● Required actions:
1/ Using the ray sampling text, answer these questions:
(a) Which predefined sampler does it give as an example for the first round of sampling?
(b) By what other name does it refer to the starting and ending distance of the spaced samplers?
(c) What value does the code assign to `num_samples`?
2/ For each statement, say whether it agrees with the ray sampling text, and quote the words that settle it.
(a) A `PDFSampler` is used to sample more around the regions that contributed to the final color.
(b) The code sets `far` to 10.
(c) The plots are histograms of points sampled from predefined samplers.

● Source:
# # # # #

It is important to sample the scene where it has content otherwise the reconstruction quality will be reduced. 

One trick that is often employed in NeRF methods is to do multiple round of sampling. The first round can use a predefined sampler (ie. Uniform) to generate an image. Once the space is sampled, we have an idea which samples contributed to the final color. 

We can use this information to sample more around those regions using a `PDFSampler`. The PDF sampler is described more below.

## Spaced Samplers

These are the most basic samplers that spaces samples based on a predefined function. These samplers have all have a starting and ending distance (also known as a near/far plane). The plots below are histograms of points sampled from some predefined samplers. 


In [3]:
# COLLAPSED
import plotly.graph_objects as go
import torch
from plotly.subplots import make_subplots

from nerfstudio.cameras.rays import RayBundle
from nerfstudio.model_components import ray_samplers as ray_sampler

num_samples = 1000
near = 2
far = 5
train_stratified = False

samplers = [
    ray_sampler.UniformSampler,
    ray_sampler.LinearDisparitySampler,
    ray_sampler.SqrtSampler,
    ray_sampler.LogSampler,
]

fig = make_subplots(
    rows=2,
    cols=2,
    subplot_titles=("Uniform", "Linear in Disparity", "Square Root", "Log Sampler"),
    shared_xaxes=True,
    shared_yaxes=True,
    vertical_spacing=0.1,
)

for i, Sampler in enumerate(samplers):
    sampler = Sampler(num_samples=num_samples, train_stratified=train_stratified)

    ray_bundle = RayBundle(
        origins=torch.ones([1, 3]),
        directions=torch.ones([1, 3]),
        pixel_area=torch.ones([1, 1]),
        nears=torch.ones([1, 1]) * near,
        fars=torch.ones([1, 1]) * far,
    )

    samples = sampler.generate_ray_samples(ray_bundle)

    trace = go.Histogram(x=samples.frustums.starts[0, :, 0], nbinsx=50)

# # # # #

● Record excerpts:
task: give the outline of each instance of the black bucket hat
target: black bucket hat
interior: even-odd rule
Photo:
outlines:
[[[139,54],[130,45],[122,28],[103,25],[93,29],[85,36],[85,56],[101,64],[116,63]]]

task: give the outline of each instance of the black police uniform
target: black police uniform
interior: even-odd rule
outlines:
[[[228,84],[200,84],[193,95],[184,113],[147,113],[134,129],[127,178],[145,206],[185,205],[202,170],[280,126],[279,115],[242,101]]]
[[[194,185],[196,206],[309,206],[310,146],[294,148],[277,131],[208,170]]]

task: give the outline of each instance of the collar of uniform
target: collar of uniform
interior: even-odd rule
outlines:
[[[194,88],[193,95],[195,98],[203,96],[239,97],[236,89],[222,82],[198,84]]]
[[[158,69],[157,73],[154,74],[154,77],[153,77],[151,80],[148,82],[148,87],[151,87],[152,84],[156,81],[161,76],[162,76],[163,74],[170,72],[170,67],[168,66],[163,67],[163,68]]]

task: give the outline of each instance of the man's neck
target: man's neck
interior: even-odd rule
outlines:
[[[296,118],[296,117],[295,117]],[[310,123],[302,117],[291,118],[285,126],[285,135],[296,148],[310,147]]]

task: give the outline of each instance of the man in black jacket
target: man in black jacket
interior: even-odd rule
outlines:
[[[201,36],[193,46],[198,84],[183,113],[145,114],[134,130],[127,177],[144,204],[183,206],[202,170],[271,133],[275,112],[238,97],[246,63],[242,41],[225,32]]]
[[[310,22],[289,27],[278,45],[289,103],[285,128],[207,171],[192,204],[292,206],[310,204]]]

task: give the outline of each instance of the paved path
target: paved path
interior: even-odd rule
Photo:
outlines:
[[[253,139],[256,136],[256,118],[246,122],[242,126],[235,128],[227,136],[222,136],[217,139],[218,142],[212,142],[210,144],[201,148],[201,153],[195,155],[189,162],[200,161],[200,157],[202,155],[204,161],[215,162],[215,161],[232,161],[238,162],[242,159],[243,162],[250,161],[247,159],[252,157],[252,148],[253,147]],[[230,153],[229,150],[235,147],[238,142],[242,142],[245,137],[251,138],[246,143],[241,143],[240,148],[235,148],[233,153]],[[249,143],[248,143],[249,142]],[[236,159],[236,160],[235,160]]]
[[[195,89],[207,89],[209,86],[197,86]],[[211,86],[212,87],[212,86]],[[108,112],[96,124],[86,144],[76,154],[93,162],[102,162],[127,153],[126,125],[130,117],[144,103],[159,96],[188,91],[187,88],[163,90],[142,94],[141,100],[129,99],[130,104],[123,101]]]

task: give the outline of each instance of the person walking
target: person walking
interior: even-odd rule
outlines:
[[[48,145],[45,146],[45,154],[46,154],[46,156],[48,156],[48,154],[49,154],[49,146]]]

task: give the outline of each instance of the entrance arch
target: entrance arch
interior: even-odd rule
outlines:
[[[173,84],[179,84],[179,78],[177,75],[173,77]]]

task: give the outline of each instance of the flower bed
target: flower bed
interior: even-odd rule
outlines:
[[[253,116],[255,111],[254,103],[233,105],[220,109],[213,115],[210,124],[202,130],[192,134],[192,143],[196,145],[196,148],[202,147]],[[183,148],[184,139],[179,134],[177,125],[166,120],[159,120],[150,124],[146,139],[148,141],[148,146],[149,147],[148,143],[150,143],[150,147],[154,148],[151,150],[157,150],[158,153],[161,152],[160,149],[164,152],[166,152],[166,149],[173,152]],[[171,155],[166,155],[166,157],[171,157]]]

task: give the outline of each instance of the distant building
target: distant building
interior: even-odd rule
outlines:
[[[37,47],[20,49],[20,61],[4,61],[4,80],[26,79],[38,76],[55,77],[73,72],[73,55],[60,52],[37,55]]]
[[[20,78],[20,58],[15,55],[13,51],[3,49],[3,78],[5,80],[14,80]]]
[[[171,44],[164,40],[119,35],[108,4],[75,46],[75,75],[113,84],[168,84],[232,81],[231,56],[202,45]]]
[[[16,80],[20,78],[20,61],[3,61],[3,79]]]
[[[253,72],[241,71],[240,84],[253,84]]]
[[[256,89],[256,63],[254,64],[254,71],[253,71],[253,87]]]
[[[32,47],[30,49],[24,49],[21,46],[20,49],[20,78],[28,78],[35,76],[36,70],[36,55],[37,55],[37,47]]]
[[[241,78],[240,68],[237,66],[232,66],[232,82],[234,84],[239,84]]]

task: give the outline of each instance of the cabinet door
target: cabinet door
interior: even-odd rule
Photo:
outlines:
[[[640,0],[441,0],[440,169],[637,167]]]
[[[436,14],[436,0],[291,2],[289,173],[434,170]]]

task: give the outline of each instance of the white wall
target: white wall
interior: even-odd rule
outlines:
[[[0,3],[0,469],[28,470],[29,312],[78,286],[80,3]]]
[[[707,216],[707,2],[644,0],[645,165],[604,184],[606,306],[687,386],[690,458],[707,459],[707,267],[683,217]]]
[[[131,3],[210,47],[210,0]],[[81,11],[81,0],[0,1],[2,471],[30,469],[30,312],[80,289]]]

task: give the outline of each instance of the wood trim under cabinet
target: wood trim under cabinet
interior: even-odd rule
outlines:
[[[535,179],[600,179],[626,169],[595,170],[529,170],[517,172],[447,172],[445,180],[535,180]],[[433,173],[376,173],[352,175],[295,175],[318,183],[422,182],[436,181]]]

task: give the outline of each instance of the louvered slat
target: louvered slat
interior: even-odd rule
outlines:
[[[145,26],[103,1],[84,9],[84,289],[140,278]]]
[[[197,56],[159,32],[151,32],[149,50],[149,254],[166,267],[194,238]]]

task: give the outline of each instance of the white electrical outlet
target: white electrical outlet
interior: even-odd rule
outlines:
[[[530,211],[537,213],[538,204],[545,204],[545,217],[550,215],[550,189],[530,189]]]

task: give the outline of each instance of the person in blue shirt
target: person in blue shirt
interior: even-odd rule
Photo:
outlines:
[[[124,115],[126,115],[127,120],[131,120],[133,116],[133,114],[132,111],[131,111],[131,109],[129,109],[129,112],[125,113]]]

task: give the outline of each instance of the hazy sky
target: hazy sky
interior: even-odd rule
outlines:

# # # # #

● Worked solutions:
1/
(a) Uniform.
(b) A near/far plane.
(c) 1000.

2/
(a) Yes: "We can use this information to sample more around those regions using a `PDFSampler`."
(b) No: "far = 5"
(c) Yes: "The plots below are histograms of points sampled from some predefined samplers."